§ **What you should do**
Retype, exactly as written, every line from the one containing "Target: orange date stamp" through the last line of the records below, both included; skip the pictures.

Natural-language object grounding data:
******

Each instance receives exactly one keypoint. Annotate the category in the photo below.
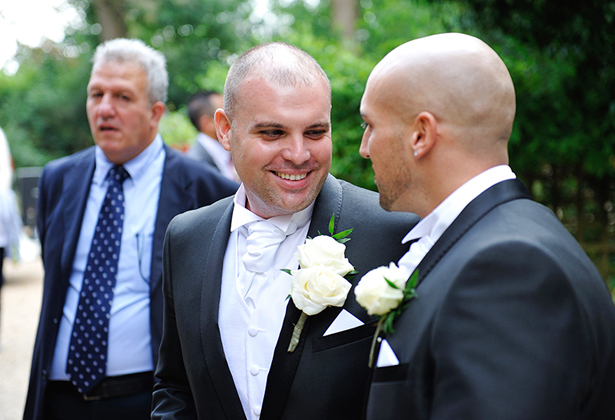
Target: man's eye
(316, 134)
(272, 133)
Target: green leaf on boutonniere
(341, 237)
(409, 293)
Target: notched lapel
(75, 192)
(492, 197)
(284, 365)
(213, 352)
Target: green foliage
(177, 130)
(42, 109)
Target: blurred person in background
(101, 216)
(10, 220)
(206, 148)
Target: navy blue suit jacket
(63, 190)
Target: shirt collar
(242, 216)
(436, 222)
(135, 166)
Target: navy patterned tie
(87, 354)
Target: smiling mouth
(291, 177)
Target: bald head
(277, 62)
(439, 111)
(457, 78)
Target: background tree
(559, 55)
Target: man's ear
(223, 128)
(424, 136)
(157, 110)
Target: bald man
(512, 320)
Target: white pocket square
(344, 321)
(386, 356)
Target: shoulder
(62, 164)
(362, 204)
(203, 217)
(202, 174)
(82, 160)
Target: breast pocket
(363, 332)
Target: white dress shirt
(435, 223)
(249, 334)
(129, 349)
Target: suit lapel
(76, 186)
(496, 195)
(174, 199)
(284, 364)
(211, 340)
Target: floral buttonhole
(386, 292)
(322, 277)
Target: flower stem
(372, 350)
(294, 341)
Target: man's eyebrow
(267, 125)
(324, 125)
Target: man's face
(386, 141)
(122, 121)
(280, 142)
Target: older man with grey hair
(102, 214)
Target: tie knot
(118, 174)
(262, 243)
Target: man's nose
(297, 150)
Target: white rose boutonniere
(320, 281)
(385, 292)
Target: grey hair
(123, 50)
(278, 62)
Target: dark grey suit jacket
(512, 321)
(63, 191)
(326, 377)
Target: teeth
(291, 177)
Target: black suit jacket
(63, 192)
(326, 377)
(512, 321)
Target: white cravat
(262, 244)
(253, 305)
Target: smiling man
(228, 322)
(102, 214)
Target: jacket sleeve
(172, 397)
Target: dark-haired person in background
(201, 109)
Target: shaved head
(456, 77)
(439, 111)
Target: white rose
(324, 250)
(315, 288)
(376, 295)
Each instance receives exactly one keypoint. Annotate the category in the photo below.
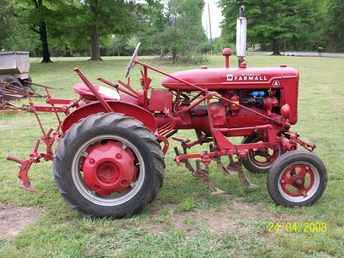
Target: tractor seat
(105, 92)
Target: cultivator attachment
(202, 172)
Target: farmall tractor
(109, 160)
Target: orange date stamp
(297, 227)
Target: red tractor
(110, 155)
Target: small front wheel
(297, 178)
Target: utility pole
(210, 32)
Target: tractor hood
(224, 78)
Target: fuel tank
(232, 78)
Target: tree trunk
(275, 48)
(174, 54)
(95, 45)
(43, 35)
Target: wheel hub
(109, 168)
(297, 180)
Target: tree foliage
(276, 24)
(181, 33)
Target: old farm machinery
(15, 82)
(109, 160)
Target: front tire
(297, 178)
(109, 165)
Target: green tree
(183, 32)
(335, 24)
(39, 14)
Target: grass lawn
(185, 220)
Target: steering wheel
(132, 63)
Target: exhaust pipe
(241, 35)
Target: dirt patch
(14, 219)
(235, 216)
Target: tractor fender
(125, 108)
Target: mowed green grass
(62, 232)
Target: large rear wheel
(109, 165)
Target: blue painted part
(257, 94)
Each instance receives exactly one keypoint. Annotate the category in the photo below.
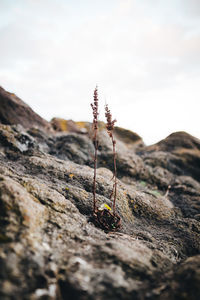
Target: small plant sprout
(104, 216)
(110, 127)
(95, 129)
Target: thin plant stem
(95, 128)
(110, 127)
(115, 174)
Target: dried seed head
(110, 123)
(95, 109)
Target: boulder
(50, 247)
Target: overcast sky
(144, 55)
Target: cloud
(137, 51)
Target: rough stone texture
(49, 247)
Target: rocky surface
(49, 246)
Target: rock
(51, 249)
(14, 111)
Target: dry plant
(103, 216)
(110, 127)
(95, 129)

******

§ **Answer to this problem**
Target: orange date stamp
(297, 227)
Target: red tractor
(110, 155)
Target: small front wheel
(297, 178)
Target: utility pole
(210, 32)
Target: tractor hood
(224, 78)
Target: fuel tank
(232, 78)
Target: tree trunk
(275, 48)
(174, 54)
(95, 45)
(43, 35)
Target: wheel hub
(109, 168)
(297, 180)
Target: tree foliage
(276, 24)
(181, 33)
Target: old farm machinery
(15, 82)
(109, 160)
Target: front tire
(297, 178)
(109, 165)
Target: green tree
(183, 32)
(335, 24)
(39, 14)
Target: grass lawn
(185, 220)
Target: steering wheel
(132, 63)
Target: exhaust pipe
(241, 35)
Target: dirt patch
(14, 219)
(235, 216)
Target: tractor fender
(125, 108)
Target: mowed green grass
(62, 232)
Target: large rear wheel
(109, 165)
Target: blue painted part
(257, 94)
Each instance receives exactly one keypoint. Annotate the category in the photo below.
Target: small plant sprout
(104, 216)
(110, 127)
(95, 129)
Target: thin plant stem
(95, 128)
(110, 127)
(115, 174)
Target: dried seed head
(110, 123)
(95, 109)
Target: boulder
(50, 247)
Target: overcast sky
(144, 55)
Target: cloud
(137, 51)
Target: rough stone texture
(49, 247)
Target: rocky surface
(49, 246)
Target: rock
(51, 249)
(14, 111)
Target: dry plant
(103, 216)
(110, 127)
(95, 129)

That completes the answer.